EXERCISE GOAL:
Set down, word for word, the stretch of lines from the one containing "Find the curled" to the end of the records below.

Saved entries
+ + +
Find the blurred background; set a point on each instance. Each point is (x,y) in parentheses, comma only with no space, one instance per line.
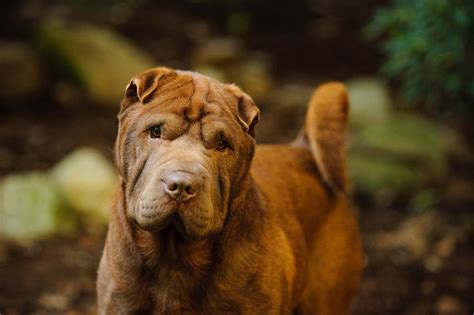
(408,67)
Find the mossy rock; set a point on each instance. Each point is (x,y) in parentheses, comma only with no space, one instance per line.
(403,154)
(98,58)
(31,208)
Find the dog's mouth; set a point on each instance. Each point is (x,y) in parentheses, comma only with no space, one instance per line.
(169,218)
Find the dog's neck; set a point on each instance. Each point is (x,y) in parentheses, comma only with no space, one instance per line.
(177,267)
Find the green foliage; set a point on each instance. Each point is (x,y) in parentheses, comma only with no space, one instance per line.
(428,46)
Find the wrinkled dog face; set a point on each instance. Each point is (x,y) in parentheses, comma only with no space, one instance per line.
(184,145)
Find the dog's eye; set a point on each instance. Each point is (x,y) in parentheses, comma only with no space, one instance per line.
(155,131)
(221,145)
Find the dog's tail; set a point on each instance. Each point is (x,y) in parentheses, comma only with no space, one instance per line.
(324,132)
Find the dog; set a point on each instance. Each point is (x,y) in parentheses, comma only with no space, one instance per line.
(206,222)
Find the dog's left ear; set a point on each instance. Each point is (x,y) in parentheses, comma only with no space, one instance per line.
(248,112)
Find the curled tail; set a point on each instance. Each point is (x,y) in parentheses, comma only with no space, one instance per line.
(324,132)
+ + +
FINISHED TASK:
Find the curled tail; set a point on each instance. Each point is (x,y) in parentheses, comma only with no space, one instance per line.
(324,132)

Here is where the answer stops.